#### TEXTAUSZUG
+ + + + + + +

Bundesgericht 4A_49/2016 vom 9.6.2016
Hohe Sanktion gegen Elmex-Hersteller
Die Wettbewerbskommission hat gegenüber Colgate-Palmolive, der Herstellerin der Elmex-Zahnpflegeprodukte, zu Recht eine Sanktion über 4,8 Millionen Franken verfügt. Das Unternehmen hatte seine Lizenznehmerin in Österreich bis ins Jahr 2006 verpflichtet, keine Exporte von Elmex-Produkten in andere Länder zu tätigen. Damit war auch kein Parallelimport in die Schweiz mehr möglich. Dieses Vorgehen stellt laut Bundesgericht eine unzulässige, den Wettbewerb erheblich beeinträchtigende Wettbewerbsabrede dar und verstösst gegen das Kartellgesetz.

+ + + + + + +

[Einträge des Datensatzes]
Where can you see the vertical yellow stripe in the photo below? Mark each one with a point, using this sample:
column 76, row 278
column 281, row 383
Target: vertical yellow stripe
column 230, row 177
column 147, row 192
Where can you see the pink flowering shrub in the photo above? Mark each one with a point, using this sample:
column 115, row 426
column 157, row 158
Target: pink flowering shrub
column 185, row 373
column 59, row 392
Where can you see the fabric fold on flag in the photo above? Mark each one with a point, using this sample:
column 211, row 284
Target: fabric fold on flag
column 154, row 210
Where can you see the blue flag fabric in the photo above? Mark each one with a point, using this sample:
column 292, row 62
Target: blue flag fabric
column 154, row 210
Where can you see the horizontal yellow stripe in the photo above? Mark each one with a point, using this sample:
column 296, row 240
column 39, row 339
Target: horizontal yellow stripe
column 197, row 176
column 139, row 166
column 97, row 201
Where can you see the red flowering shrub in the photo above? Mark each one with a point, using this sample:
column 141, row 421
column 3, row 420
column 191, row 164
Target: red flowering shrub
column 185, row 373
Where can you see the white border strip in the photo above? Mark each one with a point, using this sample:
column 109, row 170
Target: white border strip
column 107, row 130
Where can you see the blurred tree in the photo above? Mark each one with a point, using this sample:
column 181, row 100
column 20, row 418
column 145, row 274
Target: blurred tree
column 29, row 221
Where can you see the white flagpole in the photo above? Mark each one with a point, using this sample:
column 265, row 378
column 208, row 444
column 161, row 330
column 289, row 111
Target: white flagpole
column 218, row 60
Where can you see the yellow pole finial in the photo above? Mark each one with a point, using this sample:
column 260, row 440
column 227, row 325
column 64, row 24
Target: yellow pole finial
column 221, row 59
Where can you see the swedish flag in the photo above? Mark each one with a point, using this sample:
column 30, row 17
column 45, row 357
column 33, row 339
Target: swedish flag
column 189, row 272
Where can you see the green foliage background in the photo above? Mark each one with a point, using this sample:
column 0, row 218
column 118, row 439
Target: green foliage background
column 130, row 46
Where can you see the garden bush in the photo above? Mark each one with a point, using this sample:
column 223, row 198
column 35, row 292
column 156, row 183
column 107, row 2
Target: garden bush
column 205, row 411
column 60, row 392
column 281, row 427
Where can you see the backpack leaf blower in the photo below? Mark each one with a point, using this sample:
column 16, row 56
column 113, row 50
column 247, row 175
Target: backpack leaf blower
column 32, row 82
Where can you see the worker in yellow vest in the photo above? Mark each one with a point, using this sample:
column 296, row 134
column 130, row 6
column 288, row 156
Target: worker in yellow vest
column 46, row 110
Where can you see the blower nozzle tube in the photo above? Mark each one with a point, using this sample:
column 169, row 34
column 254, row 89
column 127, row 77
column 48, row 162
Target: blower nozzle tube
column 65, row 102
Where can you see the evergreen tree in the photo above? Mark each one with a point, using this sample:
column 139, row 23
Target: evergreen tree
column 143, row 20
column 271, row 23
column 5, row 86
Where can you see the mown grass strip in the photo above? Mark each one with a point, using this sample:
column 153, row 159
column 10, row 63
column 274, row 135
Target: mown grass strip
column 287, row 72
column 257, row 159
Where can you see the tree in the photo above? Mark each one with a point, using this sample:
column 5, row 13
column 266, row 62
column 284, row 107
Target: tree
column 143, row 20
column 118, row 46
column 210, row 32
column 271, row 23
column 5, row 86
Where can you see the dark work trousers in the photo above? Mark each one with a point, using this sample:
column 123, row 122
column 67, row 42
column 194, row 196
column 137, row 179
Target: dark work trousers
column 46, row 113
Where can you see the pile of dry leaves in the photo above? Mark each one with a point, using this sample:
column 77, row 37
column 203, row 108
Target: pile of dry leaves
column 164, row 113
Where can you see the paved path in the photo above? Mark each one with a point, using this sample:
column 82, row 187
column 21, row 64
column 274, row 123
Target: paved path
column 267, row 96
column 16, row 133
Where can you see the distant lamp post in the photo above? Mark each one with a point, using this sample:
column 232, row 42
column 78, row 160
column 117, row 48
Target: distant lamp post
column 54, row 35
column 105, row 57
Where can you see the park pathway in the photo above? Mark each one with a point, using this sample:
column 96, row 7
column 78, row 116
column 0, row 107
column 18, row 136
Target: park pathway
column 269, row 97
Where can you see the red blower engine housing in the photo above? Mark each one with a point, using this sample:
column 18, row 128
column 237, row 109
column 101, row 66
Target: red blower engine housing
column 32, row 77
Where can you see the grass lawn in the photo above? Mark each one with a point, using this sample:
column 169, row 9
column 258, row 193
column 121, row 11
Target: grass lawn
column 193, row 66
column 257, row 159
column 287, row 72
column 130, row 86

+ + + + + + +

#### FRAGEN
A - Beantworten Sie anhand des Textes über die Elmex-Sanktion diese Fragen:
(i) Wie hoch war die Sanktion gegen Colgate-Palmolive?
(ii) In welchem Land war die Lizenznehmerin ansässig?
(iii) Gegen welches Gesetz verstösst das Vorgehen laut Bundesgericht?
B - Fassen Sie den Absatz „Die Wettbewerbskommission hat gegenüber“ aus dem Text über die Elmex-Sanktion knapper zusammen, ohne seine wesentlichen Fakten wegzulassen.
C - Führen Sie den Text über die Elmex-Sanktion im Anschluss an seinen letzten Satz weiter.
Die Einträge stammen aus einer anderen Quelle als der Text.

#### ANTWORTEN
A -
(i) 4,8 Millionen Franken
(ii) In Österreich
(iii) Gegen das Kartellgesetz

B - Die Wettbewerbskommission hat gegen Colgate-Palmolive, die Herstellerin von Elmex, zu Recht eine Sanktion von 4,8 Millionen Franken verhängt. Bis 2006 durfte die österreichische Lizenznehmerin keine Elmex-Produkte exportieren. Damit waren Parallelimporte in die Schweiz unmöglich. Laut Bundesgericht ist das eine unzulässige Wettbewerbsabrede, die den Wettbewerb erheblich beeinträchtigt und gegen das Kartellgesetz verstösst.

C -
Bundesgericht 2C_180/2014 vom 28.6.2016
Hotels und Spitäler müssen Billag-Gebühren zahlen
Hotels, Gefängnisse, Spitäler und Vermieter von Ferienwohnungen müssen sich damit abfinden, dass sie – nebst den Billag-Gebühren – auch Urheberrechtsgebühren für den Empfang von Radio- und Fernsehsendungen bezahlen müssen. Nach einem Urteil des Bundesverwaltungsgerichts steht jetzt auch fest, dass diese Gebühren rückwirkend seit dem Jahr 2013 erhoben werden dürfen.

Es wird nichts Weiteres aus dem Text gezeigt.